■ **ASSIGNMENT**
Would you give the data below back exactly as it reads?

- - -

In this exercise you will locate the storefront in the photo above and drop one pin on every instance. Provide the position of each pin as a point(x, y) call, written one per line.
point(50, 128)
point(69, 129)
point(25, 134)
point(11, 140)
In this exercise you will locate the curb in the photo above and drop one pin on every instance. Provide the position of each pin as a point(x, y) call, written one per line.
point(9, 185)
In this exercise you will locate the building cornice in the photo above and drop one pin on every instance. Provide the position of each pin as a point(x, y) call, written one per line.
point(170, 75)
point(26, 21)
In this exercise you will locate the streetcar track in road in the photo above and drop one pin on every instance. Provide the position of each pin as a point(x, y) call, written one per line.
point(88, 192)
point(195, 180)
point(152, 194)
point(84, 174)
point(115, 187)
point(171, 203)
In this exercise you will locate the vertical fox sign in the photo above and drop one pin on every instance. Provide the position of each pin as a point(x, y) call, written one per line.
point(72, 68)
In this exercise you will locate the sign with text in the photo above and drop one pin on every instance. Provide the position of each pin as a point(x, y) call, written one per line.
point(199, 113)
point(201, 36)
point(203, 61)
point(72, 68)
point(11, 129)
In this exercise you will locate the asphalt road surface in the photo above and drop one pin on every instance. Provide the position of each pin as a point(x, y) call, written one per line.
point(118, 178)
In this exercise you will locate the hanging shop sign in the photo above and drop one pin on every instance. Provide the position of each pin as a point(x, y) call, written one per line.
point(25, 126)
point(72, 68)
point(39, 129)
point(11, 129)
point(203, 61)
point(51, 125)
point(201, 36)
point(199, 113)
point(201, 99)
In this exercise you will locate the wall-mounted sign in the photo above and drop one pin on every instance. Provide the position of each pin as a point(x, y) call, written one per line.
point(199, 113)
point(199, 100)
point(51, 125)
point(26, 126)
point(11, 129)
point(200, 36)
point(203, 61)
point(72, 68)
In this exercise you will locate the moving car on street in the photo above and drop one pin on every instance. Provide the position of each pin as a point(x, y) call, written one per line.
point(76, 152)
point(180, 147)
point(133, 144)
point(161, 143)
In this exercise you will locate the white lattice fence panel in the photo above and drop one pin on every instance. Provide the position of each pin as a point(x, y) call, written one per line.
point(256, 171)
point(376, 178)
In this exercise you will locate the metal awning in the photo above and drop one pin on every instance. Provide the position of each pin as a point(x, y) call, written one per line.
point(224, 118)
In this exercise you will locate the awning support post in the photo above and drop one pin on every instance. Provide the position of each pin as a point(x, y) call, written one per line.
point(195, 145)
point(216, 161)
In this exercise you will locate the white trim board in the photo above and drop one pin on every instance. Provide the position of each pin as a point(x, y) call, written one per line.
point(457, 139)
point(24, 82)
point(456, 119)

- - -

■ **SOLUTION FOR THIS TASK**
In this exercise you will locate the storefront in the photo above and drop one pin on every instance. Provide the position of each pin as a point(x, y) call, written one per line.
point(50, 128)
point(69, 129)
point(25, 134)
point(11, 140)
In this exercise you will locate the curb in the photo above and drop one pin on every instance. Provide the position of each pin as a point(x, y) call, written one per line.
point(9, 185)
In this exercise you will locate the building cornice in the photo above and drop one pin on every instance. Provide the position of each pin as a point(x, y) call, written one per line.
point(170, 75)
point(26, 21)
In this exercise you will locate the streetcar track in road in the photo above and drop one pin on every instance. Provide the position of each pin as a point(x, y) call, written one per line.
point(88, 192)
point(195, 180)
point(152, 194)
point(84, 174)
point(115, 187)
point(171, 203)
In this exercise you will locate the vertical fox sign in the photo above and drop one pin on every instance. Provide the position of each pin as a point(x, y) call, written one per line.
point(72, 68)
In this exercise you will locate the sign with text in the photo above and drop one pin on every instance. Provide the position of each pin as a point(x, y) call, written one per line.
point(199, 113)
point(201, 36)
point(203, 61)
point(72, 68)
point(11, 129)
In this exercise you will locate the asphalt road surface in the photo above and drop one pin on every instance. Provide the position of each pin as a point(x, y) call, written one per line.
point(118, 178)
In this exercise you will locate the hanging shop sign in the photo above and drop one pin on every instance. Provide the position of each pin as a point(x, y) call, written one per line.
point(25, 126)
point(72, 68)
point(39, 129)
point(11, 129)
point(203, 61)
point(51, 125)
point(201, 36)
point(199, 113)
point(201, 99)
In this exercise you will locate the wall-mounted sign in the photo above and drop one pin on every instance. Provide the position of each pin as a point(x, y) call, written one per line.
point(199, 113)
point(199, 100)
point(51, 125)
point(26, 126)
point(11, 129)
point(200, 36)
point(203, 61)
point(72, 68)
In this exercise you will locate the moving car on street in the photo above and drop one pin on every instance. Provide the position of each pin as a point(x, y) call, written one per line.
point(76, 152)
point(180, 147)
point(133, 144)
point(161, 143)
In this exercise you will locate the white lattice fence panel in the photo above and drop one pin on every instance. Provide the position of each pin as a point(x, y) call, written one per line.
point(256, 171)
point(376, 178)
In this exercise you will locate the metal awning in the photo above and drop one pin on every instance. Provide the position of each pin as a point(x, y) call, written one per line.
point(224, 118)
In this exercise you will locate the awning support post in the photo above and drop one pin on every instance. Provide the position of each pin as a point(x, y) call, written one per line.
point(195, 145)
point(216, 161)
In this exercise you will locate the white trim board in the photo above and drop one pin on every instance. Provide the position of each pin as a point(x, y) call, written one per line.
point(457, 139)
point(24, 82)
point(456, 119)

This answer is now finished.